++++ Extrait du document

Pour plusieurs raisons. Une présidente doit avoir des réserves. Il faut parler quand c’est nécessaire et ne pas intervenir pour dire n’importe quoi. Mais j’ai trouvé important de faire une mise au point lorsque le débat sur mes voyages était d’actualité. J’ai jugé important de mettre les points sur les i.

Cela vous a-t-il gêné ?
Pas du tout. Cela m’a permis de faire un bilan et ce fut l’occasion d’expliquer au public la démarche de la State House.

« Il faut revenir aux valeurs d’antan quand les parents discutaient avec leurs enfants. »

Par contre, vous êtes très présente dans la presse internationale. Nous vous avons vu dans le magazine de réputation internationale Forbes et en novembre 2015, vous étiez sur des chaînes de télévision française. Qu’est-ce qui explique cette présence dans les médias étrangers ?
Je pense que je fais mon travail. Si le Premier ministre s’occupe des aspects domestiques du pays, la présidente fait rayonner le pays sur le plan international. Lorsque j’ai accédé à la présidence, je me suis concentrée sur trois piliers. L’un d’eux, c’est le développement durable. Le deuxième, c’est l’éducation et l’enseignement supérieur. Il y a un fil conducteur entre les deux piliers. Ensuite il y a la culture et le social, qui servent à cimenter le peuple. Encore une fois, il y a un fil conducteur entre les trois piliers. Ce n’est pas par hasard que je m’engage dans ce que je suis capable de faire. J’ai été universitaire, ensuite j’ai eu le privilège de fonder ma propre entreprise. Cela a une incidence sur mon rôle à la présidence.

++++++++
++++ Section des données

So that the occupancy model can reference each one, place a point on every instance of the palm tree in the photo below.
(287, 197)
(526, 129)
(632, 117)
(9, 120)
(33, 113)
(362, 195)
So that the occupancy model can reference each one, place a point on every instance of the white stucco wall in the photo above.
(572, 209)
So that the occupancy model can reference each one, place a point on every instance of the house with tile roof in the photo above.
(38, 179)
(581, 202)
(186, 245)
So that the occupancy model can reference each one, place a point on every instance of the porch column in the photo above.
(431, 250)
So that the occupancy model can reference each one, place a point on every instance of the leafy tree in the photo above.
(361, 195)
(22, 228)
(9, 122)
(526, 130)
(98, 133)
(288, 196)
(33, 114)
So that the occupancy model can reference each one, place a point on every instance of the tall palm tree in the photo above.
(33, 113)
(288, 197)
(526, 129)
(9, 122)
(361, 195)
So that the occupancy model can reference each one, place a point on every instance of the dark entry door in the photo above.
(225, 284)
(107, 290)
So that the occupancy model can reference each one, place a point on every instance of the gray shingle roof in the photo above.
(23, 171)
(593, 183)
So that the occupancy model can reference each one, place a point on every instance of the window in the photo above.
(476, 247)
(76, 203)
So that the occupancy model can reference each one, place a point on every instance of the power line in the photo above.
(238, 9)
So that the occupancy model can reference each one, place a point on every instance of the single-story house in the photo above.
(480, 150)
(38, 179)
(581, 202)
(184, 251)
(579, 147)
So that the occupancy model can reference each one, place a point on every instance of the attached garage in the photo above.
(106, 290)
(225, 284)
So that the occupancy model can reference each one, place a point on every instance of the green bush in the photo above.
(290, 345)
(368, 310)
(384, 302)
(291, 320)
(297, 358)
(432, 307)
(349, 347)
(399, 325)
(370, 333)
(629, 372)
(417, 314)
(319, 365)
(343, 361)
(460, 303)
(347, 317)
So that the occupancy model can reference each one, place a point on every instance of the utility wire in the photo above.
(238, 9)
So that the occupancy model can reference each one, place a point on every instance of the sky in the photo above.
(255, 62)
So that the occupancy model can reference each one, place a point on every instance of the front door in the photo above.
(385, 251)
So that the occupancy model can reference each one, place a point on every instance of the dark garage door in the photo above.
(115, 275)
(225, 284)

++++++++

Problème à traiter -> D'après l'extrait du document, sur quels trois piliers la présidente s'est-elle concentrée lorsqu'elle a accédé à la présidence ? Les enregistrements ne sont pas nécessaires ici.

Réponse finale -> Le développement durable, l'éducation et l'enseignement supérieur, puis la culture et le social.